**OBJETIVO DA TAREFA**
Dê continuidade ao texto sobre a posição da Santa Sé perante o nazismo e a expansão de Hitler, prosseguindo a partir da última frase apresentada.

**TEXTO FORNECIDO**
--
Perante a política alemã em crescente despotismo, o papa Pio XI, apesar do referido acordo bilateral com a Alemanha, não se manteria silencioso. Logo em 28 de abril de 1935, o cardeal Pacelli, secretário de Estado da Santa Sé desde fevereiro de 1930, dirigindo-se a cerca de duzentos e cinquenta mil peregrinos no santuário mariano de Lourdes, declarava: – «Estes [nazis] ideólogos, de facto, são apenas miseráveis plagiadores, que levantam antigos erros sob novas cores. Pouco importa se o fazem sob a bandeira da revolução social… ou se estão possuídos pela superstição da raça e do sangue». Pacelli foi outrossim o inspirador do final da encíclica de Pio XI, de 14 de março de 1937, Mit brennender Sorge (“Com profunda tristeza”). A dita encíclica, a primeira escrita em alemão, foi distribuída secretamente aos bispos e sacerdotes e lida em todas as igrejas do ‘III Reich’ no domingo de Ramos (21 de março).
O documento condenou sem paliativos a doutrina totalitária e racista do Nazismo germânico, denunciou a opressão exercida sobre a Igreja, proclamou não ser cristão quem tivesse como norma suprema uma raça, um povo, um Estado ou os seus representantes, e rejeitou a visão e a filosofia panteístas daqueles que pugnavam por um deus nacional ou por uma religião nacionalista. «Quem quer que identifique, numa confusão panteísta, Deus e universo, baixando Deus às dimensões do mundo, ou elevando o mundo às de Deus, não pertence àqueles que acreditam em Deus» – lia-se no documento. O sumo-pontífice, no aspeto ético, ainda refutou o Nazismo por fomentar o abandono das normas morais objetivas e advertiu: – «As leis humanas, que estiverem em oposição insolúvel com o direito natural, sofrem de um vício congénito que se não pode curar nem com opressões nem com a ostentação da força externa». Como resposta, o Ministério dos Negócios Estrangeiros de Berlim, em face da frontalidade da encíclica papal, não ficou calado e definiu-a como «uma declaração de guerra… pois chama todos os cidadãos católicos a insurgirem-se contra a autoridade do ‘III Reich’». Pio XII, aludindo mais tarde a este documento do seu antecessor, diria que «ninguém podia acusar a Igreja de não ter denunciado e indicado, na devida altura, o verdadeiro carácter do movimento nacional-socialista e o perigo em que ele punha a civilização cristã».
Confiado na ‘política de apaziguamento’ das potências ocidentais para evitarem a guerra, Hitler foi desenvolvendo a sua ação sem travar batalhas. Decretou a obrigatoriedade do serviço militar em 16 de março de 1935; desenvolveu a marinha de guerra com o acordo da Inglaterra em 18 de junho do mesmo ano; remilitarizou a Renânia em 07 de março de 1936; impôs à Áustria, em 12 de março de 1938, um pacto em que esta, embora auto-reconhecesse a sua independência, se proclamou ‘Estado Alemão’, seguindo-se, logo no dia imediato, a presença das tropas germânicas; anexou a região dos Sudetas, a que a Checoslováquia teve de se submeter no acordo de Munique, em 30 de setembro de 1938, assinado pela Alemanha, pela Itália, pela Inglaterra e pela França; enviou tropas para esse país a partir de 14 de março de 1939, a pedido do respetivo presidente, para sufocar possíveis tentativas de independência da Eslováquia; finalmente, em 23 de março do mesmo ano, anexou o território de Memel, arrancando-o à Lituânia.
--
**EXCERTO DOS DADOS**
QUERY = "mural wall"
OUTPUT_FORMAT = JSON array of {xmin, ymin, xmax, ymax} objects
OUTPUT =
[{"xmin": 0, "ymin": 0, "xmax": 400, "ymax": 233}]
--
**RESPOSTA ABAIXO**
De facto, durante o ano de 1938, a situação na Alemanha tornava-se cada vez mais complicada; em face da sua política, começara-se a perceber que Hitler caminhava para uma guerra europeia e mundial, com o objetivo de demonstrar a superioridade do seu país, da sua política ditatorial e das suas ideias anti-semitas. Então, ele tinha de encontrar bodes expiatórios; os mais atingidos seriam os indefesos judeus, os excluídos ciganos e as pessoas influentes na sociedade e dele discordantes. Consequentemente, na noite de 10 para 11 de novembro, a Alemanha viu-se sacudida por uma onda de terror e de morte. Foi o princípio do fim. Pacíficos israelitas foram subitamente expulsos das suas moradias e torturados, as suas cento e noventa e uma sinagogas incendiadas e as suas oitocentas e quinze lojas comerciais destruídas e expropriadas; além disso, foram destruídas pelo fogo cento e setenta e uma casas, assassinados trinta e seis judeus e cerca de vinte mil enviados para campos de concentração. O pânico apoderara-se de todos os alemães; mas ninguém se atrevia a protestar publicamente. Em consonância com semelhante política, a perseguição foi até à determinação de os atingidos serem relegados de diversas profissões, incluindo as do ensino.
Quando, também no mesmo ano, foram sancionadas na Itália, aliada da Alemanha, as primeiras leis contra os judeus, o papa Pio XI logo as condenou e, a seguir, agiu em conformidade. No mês de setembro de 1938, perante peregrinos belgas, pronunciou uma frase que teve grande repercussão: – «O anti-semitismo é um movimento no qual nós, cristãos, não podemos ter qualquer participação. […] Espiritualmente, somos semitas». E, em janeiro do ano seguinte, pediu aos embaixadores credenciados junto do Vaticano que conseguissem vistos para os seus países em favor dos judeus alemães e italianos.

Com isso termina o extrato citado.